=== EJERCICIOS ===
1. Duplica de forma literal el tramo del relato sobre el 17 de julio de 1936 que va desde "De repente, la" hasta "de la lengua.".
2. Responde a estas preguntas sobre el relato del 17 de julio de 1936:
(a) ¿A qué hora reciben los periodistas la primera noticia de que la lucha ha comenzado?
(b) ¿Cuántos periodistas se hallan esa tarde en el bar del Congreso?
(c) ¿Con quién dice Prieto que viene a reunirse?
3. Prolonga el relato sobre el 17 de julio de 1936 a partir de su última frase.

=== FRAGMENTO CITADO ===

Luis Soláns Labedán se sublevó en Melilla el 17 de julio de 1936, siendo el jefe militar que proclamó el golpe de Estado |
Viernes, 17 de julio de 1936
Son las cinco de la tarde
—hora expectante y mágica de clarines, timbales y sangre no sólo en la
tauromaquia, sino en la vida toda de España— cuando recibimos la primera
noticia de que la lucha ha comenzado. No nos sorprende en absoluto, porque hace
meses que esperamos un pronunciamiento y días que lo sabemos inminente. En
realidad, hace ya cinco jornadas que ninguno de los diez periodistas que en
esta tarde de bochorno estival nos hallamos en el bar del Congreso hemos
dormido cuatro horas seguidas, interrumpido siempre nuestro descanso por algún
rumor sensacional. Cada día se anuncia con mayor insistencia que la víspera una
sublevación militar y es preciso pasarse la noche en vela pendiente de los
teléfonos, yendo de un lado para otro, atentos a confirmar o desmentir los
múltiples bulos que circulan. Aunque no pase nada en la noche que termina, todo
puede suceder en la mañana que alborea y quien se tumbe despreocupado a
descansar siete u ocho horas puede encontrarse al despertar con un cambio
completo en el panorama nacional. No es extraño, pues, que cansados y
somnolientos se nos cierren los ojos y apenas tengamos ganas de seguir haciendo
cábalas y pronósticos sobre el desenlace de la tensa situación planteada.
De repente, la presencia de
Indalecio Prieto disipa nuestra modorra y nos pone en movimiento. La aparición
del líder socialista nada tendría de extraña en circunstancias normales, pero
si cuando el Parlamento ha suspendido sus sesiones y desde que el miércoles
celebró su dramática reunión la Comisión Permanente, el viejo palacio de la
carrera de San Jerónimo aparece casi desierto. Segundos después, rodeamos a
Prieto en uno de los pasillos. Don Inda —cara redonda, párpados carnosos, ojos
de miope— tiene un gesto de honda preocupación en el semblante. Nos conoce a
todos y se anticipa a las preguntas que tenemos en la punta de la lengua.
—Vengo —dice— a reunirme con
la Ejecutiva del Partido Socialista.
Hace una breve pausa como si
necesitara tomar aliento; luego, dejando caer con lentitud las palabras, añade:
—La guarnición de Melilla se
ha sublevado esta tarde. Los trabajadores están siendo pasados a cuchillo...
Mientras habla llegan
jadeantes por el calor y las prisas otros miembros de la ejecutiva socialista.
A Prieto le urge reunirse con ellos y se va sin contestar a nuestras preguntas
sobre detalles de lo ocurrido. Es posible que no los conozca o prefiera
comunicárselos a sus compañeros de partido. En cualquier caso, los detalles son
secundarios. Lo importante es la noticia en sí. Como es lógico buscamos
inmediata confirmación telefoneando, no sólo a los periódicos en que
trabajamos, sino intentando hablar con Melilla primero y con Tetuán o Ceuta a
renglón seguido.

Elementos de datos
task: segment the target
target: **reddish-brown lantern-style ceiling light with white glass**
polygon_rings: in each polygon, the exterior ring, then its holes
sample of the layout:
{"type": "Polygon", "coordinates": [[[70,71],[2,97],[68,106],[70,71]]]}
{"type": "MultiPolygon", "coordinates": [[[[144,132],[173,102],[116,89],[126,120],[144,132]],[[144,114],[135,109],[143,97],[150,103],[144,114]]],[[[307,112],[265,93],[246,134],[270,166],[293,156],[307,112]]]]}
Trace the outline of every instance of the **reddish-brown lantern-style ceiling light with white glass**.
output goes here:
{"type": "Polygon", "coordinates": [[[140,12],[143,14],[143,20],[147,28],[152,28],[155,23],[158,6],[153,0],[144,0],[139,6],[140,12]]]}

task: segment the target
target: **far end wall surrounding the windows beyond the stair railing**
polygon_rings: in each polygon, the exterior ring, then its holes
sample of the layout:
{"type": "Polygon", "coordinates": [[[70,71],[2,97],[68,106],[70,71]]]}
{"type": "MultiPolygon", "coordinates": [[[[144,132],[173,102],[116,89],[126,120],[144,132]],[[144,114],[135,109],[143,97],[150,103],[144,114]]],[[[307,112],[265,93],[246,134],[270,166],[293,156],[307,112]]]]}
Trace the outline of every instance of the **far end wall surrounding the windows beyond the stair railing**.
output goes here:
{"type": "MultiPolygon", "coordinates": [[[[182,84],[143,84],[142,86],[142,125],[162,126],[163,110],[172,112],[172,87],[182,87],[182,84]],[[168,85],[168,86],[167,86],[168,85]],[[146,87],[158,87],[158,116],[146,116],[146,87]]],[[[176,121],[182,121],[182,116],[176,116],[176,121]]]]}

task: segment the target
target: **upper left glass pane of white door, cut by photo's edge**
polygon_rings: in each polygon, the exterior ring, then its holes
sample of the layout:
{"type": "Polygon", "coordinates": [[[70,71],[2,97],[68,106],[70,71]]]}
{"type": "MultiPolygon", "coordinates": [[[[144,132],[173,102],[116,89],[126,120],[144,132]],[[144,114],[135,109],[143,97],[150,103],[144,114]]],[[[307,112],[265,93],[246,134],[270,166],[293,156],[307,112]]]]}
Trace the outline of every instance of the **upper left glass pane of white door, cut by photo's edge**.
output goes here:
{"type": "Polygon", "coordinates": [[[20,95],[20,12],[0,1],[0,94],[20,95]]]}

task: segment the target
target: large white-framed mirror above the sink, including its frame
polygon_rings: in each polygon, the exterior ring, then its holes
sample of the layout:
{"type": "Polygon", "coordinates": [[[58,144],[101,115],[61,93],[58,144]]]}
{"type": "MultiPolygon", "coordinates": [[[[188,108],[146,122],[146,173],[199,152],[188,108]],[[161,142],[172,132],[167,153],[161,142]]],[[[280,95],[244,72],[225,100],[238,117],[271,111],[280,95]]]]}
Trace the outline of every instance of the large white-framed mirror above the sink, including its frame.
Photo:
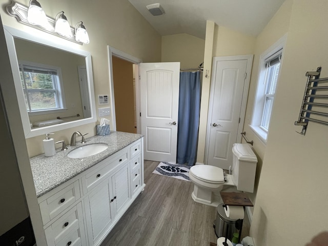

=== RESPUESTAS EN ORDEN ===
1.
De repente, la presencia de
Indalecio Prieto disipa nuestra modorra y nos pone en movimiento. La aparición
del líder socialista nada tendría de extraña en circunstancias normales, pero
si cuando el Parlamento ha suspendido sus sesiones y desde que el miércoles
celebró su dramática reunión la Comisión Permanente, el viejo palacio de la
carrera de San Jerónimo aparece casi desierto. Segundos después, rodeamos a
Prieto en uno de los pasillos. Don Inda —cara redonda, párpados carnosos, ojos
de miope— tiene un gesto de honda preocupación en el semblante. Nos conoce a
todos y se anticipa a las preguntas que tenemos en la punta de la lengua.

2.
(a) A las cinco de la tarde.
(b) Diez.
(c) Con la Ejecutiva del Partido Socialista.

3.
—Lo siento señor, pero la
línea está averiada. Quizá dentro de unas horas...
Ninguno de nosotros admite
por un momento que la presunta avería puede ser real y efectiva. Indirectamente
constituye una confirmación de lo que Prieto ha dicho. Sólo nos cabe una duda
grave y preocupante: ¿Se ha extendido la sublevación al resto de la zona marroquí
o ha sido el gobierno quien ha cortado las comunicaciones con el otro lado del
Estrecho? Procuramos saber la verdad sin tener que abandonar el Congreso. Todos
tenemos amigos o conocidos en los posibles centros de información —ministerios
de Guerra y Gobernación, Dirección de Seguridad, etc— nos apresuramos a
telefonearles. No conseguimos nada. La mayoría de nuestros posibles informantes
no se hallan en sus casas o despachos y nadie sabe dónde podremos localizarles.
Cuando logramos hablar con algún personaje o personajillo, elude la respuesta,
tratando de quitar importancia a la situación:
—No hagáis caso de rumores y
bulos. Si algo sucediera, el gobierno se aprestaría a informar al país. Cuando
no lo hace es porque no pasa absolutamente nada.
Cada nueva negativa añade
mayores certidumbres a nuestra impresión de que la sublevación —tantas veces
anunciada y desmentida durante los días precedentes— es ya una triste y
dramática realidad. Lo mismo piensan los centenares de personas que minutos después
llenan el bar, los pasillos y las salas del Congreso. Llegan presurosos
políticos, periodistas o simples curiosos. Todos los que por un medio u otro
tienen acceso al edificio acuden presurosos tratando de enterarse de lo que
sucede. Se forman corrillos en los que se habla y discute a voces en torno a lo
que ocurre en Marruecos. Discrepan naturalmente las opiniones, aunque nadie
duda de que la rebelión militar es un hecho. Mientras unos sostienen que la
sublevación será fácilmente aplastada, otros temen que habrá de tener las
peores consecuencias.
—La rebelión triunfará sin
dificultad en todo Marruecos —afirma el comandante Ristori, un marino
republicano que en octubre morirá combatiendo en las proximidades de Torrejón—
porque están comprometidos los jefes de Regulares y el Tercio... Hace quince
días se lo dije al ministro que no me hizo el menor caso. Ahora...
—Casares sabe perfectamente
lo que hace —le replica un diputado de Izquierda Republicana—. Me consta que el
gobierno ha tomado las medidas precisas y puedo asegurarles que la subversión
quedará vencida en menos de cuarenta y ocho horas.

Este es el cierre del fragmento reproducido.